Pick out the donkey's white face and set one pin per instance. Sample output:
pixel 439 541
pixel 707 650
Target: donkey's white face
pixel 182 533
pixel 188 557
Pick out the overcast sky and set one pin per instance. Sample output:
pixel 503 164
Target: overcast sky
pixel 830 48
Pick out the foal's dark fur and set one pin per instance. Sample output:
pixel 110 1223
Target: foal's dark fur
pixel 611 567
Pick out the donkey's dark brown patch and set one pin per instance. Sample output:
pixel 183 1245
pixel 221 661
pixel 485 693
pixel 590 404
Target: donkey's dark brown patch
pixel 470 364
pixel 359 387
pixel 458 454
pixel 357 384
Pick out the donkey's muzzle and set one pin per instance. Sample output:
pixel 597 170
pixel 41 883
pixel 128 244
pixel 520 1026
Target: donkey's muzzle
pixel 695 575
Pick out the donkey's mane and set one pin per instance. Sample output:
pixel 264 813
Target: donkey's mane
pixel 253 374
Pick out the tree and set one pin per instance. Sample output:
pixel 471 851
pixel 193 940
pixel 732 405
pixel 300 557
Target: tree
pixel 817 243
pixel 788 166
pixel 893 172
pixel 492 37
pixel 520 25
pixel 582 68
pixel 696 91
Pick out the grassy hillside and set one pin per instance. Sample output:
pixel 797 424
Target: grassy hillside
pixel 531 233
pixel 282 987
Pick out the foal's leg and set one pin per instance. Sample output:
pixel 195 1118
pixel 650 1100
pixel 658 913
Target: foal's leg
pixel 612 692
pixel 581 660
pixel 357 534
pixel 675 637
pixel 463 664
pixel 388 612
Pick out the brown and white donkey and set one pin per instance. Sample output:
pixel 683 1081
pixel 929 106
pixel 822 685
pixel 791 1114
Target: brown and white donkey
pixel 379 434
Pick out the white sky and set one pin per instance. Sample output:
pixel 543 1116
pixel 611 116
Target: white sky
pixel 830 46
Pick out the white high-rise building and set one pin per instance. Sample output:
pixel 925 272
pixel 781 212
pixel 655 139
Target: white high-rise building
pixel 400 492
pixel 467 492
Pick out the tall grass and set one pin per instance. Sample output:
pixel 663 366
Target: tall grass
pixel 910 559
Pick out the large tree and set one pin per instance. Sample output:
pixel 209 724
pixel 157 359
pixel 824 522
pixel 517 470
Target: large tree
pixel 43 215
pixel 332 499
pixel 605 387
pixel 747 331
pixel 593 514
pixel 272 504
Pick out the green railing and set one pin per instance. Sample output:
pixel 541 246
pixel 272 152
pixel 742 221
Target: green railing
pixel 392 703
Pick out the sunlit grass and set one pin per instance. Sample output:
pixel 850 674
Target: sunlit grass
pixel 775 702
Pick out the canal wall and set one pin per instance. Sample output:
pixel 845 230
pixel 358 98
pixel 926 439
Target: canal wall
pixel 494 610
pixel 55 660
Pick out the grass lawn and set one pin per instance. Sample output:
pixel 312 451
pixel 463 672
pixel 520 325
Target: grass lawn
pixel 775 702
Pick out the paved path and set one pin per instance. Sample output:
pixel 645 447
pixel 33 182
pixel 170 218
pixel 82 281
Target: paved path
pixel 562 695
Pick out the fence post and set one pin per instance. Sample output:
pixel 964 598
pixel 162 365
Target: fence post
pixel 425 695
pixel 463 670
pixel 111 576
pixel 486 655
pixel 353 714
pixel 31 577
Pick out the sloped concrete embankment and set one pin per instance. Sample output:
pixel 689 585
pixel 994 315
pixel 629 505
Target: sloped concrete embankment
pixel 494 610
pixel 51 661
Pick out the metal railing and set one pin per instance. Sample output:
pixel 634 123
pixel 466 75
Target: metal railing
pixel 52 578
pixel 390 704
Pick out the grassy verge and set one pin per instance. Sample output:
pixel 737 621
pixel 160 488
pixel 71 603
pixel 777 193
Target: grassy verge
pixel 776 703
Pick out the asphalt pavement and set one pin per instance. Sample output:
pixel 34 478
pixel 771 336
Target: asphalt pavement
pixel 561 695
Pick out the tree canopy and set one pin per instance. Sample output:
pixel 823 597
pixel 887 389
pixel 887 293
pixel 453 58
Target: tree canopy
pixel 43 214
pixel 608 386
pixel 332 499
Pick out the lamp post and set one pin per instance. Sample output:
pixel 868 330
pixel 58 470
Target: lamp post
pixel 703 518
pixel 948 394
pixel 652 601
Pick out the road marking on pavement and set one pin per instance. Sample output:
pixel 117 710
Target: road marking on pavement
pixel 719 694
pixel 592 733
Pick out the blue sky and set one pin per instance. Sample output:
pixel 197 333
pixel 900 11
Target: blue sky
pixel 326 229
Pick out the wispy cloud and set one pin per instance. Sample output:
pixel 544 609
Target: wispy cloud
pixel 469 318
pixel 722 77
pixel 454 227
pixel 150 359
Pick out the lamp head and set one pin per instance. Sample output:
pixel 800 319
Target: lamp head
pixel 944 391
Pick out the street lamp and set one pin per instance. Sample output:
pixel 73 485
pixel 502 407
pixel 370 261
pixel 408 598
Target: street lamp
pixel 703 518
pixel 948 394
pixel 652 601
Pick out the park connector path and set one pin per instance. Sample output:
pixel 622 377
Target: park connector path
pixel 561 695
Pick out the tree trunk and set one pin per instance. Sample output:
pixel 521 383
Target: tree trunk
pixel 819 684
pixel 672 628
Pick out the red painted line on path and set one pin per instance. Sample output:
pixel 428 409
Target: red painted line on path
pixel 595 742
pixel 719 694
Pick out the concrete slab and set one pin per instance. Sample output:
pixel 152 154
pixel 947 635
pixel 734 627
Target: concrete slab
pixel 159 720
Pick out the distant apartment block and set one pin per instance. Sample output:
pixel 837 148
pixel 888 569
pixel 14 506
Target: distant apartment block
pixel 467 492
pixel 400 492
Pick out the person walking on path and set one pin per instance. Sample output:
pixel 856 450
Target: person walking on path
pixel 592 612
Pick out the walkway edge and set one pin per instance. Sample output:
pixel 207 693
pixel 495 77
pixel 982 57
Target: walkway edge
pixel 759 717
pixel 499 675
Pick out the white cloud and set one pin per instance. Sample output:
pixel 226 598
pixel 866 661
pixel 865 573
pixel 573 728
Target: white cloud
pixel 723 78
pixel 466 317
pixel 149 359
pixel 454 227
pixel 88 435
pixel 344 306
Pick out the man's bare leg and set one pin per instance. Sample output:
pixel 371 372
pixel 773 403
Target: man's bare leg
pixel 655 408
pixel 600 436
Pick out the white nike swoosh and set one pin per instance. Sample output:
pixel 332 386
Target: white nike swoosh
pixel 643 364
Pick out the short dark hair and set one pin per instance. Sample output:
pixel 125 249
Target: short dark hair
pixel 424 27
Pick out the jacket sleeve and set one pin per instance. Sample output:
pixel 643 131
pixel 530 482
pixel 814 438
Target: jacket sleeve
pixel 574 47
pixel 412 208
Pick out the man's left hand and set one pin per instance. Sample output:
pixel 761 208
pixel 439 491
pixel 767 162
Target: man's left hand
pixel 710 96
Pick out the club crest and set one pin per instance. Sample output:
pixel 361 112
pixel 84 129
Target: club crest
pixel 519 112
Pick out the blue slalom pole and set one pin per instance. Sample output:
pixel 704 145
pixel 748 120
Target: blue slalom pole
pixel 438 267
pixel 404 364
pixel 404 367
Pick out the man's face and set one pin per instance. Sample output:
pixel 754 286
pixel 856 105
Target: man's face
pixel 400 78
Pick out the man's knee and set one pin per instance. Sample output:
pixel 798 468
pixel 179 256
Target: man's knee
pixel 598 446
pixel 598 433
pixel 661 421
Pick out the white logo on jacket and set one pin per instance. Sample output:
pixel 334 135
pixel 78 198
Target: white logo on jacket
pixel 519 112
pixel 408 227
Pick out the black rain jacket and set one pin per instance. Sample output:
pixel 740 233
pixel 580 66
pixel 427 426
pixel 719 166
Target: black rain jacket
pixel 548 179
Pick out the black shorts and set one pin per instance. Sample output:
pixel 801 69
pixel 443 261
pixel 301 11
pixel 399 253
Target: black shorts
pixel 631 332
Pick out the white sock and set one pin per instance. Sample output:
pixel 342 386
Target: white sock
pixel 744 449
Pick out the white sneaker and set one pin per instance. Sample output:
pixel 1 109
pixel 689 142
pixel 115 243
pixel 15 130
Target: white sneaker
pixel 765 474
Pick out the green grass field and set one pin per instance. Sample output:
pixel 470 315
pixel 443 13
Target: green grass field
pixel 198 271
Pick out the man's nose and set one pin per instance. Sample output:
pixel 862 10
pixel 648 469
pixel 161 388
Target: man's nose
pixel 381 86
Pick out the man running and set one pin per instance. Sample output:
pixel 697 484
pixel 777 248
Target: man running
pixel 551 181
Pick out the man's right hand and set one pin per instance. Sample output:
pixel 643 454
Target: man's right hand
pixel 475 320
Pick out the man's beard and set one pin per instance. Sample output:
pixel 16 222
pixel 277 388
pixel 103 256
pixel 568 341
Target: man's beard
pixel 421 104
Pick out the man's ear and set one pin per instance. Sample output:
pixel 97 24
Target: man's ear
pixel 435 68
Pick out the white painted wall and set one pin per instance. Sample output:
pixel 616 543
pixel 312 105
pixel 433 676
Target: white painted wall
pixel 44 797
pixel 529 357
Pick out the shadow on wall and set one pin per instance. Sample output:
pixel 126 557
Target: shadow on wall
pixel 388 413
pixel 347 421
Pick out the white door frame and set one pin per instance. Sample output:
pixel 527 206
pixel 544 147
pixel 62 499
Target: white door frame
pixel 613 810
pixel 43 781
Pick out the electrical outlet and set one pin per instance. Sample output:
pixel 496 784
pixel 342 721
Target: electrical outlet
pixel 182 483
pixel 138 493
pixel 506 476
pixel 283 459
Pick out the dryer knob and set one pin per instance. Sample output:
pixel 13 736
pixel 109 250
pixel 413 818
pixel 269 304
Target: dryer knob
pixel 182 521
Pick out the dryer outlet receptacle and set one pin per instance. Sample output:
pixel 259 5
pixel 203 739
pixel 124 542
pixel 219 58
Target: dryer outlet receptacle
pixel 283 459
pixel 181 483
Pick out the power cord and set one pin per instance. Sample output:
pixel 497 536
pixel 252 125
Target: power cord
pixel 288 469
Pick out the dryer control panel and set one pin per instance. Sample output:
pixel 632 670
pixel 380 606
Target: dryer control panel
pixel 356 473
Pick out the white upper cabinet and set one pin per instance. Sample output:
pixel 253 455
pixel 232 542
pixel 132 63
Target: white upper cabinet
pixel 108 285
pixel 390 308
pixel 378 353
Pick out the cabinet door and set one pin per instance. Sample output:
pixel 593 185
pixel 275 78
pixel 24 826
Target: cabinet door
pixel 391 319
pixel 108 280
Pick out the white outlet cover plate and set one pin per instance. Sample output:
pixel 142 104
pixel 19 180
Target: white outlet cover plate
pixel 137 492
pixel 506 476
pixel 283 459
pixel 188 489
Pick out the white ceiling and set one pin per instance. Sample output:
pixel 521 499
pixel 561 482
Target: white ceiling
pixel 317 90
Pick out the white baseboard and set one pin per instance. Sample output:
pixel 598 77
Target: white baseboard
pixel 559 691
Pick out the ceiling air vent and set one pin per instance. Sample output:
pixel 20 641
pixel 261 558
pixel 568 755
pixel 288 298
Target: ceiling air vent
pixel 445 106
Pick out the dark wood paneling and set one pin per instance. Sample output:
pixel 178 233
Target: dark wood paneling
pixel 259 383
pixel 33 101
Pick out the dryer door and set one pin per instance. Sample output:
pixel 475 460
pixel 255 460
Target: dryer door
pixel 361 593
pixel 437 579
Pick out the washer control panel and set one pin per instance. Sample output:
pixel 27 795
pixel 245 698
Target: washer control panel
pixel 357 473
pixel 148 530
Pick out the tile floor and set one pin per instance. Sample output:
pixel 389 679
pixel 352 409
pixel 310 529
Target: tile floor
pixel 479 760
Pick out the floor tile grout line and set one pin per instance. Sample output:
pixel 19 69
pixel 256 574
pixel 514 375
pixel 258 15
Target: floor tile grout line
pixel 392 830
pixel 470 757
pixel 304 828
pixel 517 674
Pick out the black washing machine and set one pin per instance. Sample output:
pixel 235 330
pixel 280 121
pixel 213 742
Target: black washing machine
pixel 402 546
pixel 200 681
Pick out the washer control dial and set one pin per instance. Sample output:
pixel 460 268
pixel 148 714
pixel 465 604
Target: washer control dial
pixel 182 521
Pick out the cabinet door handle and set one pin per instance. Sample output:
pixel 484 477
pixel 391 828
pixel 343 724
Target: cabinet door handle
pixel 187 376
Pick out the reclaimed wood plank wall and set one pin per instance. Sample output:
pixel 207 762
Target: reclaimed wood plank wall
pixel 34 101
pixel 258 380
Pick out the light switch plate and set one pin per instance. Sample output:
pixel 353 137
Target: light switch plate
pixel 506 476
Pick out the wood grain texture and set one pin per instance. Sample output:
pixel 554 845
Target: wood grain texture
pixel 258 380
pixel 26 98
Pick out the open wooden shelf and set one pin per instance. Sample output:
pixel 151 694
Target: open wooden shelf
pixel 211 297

*****

- **What the exercise asks**
Using the entries above, give again exactly the lines from the line holding "pixel 798 468" through the line holding "pixel 719 166". Include both end lines and nothing else.

- **Answer to this exercise**
pixel 798 468
pixel 179 256
Target: man's knee
pixel 598 446
pixel 598 433
pixel 661 421
Pick out the white logo on jacket and set one pin per instance. Sample output:
pixel 334 135
pixel 78 198
Target: white logo on jacket
pixel 519 112
pixel 408 227
Pick out the black rain jacket and set one pin per instance. Sample output:
pixel 740 233
pixel 580 66
pixel 427 426
pixel 719 166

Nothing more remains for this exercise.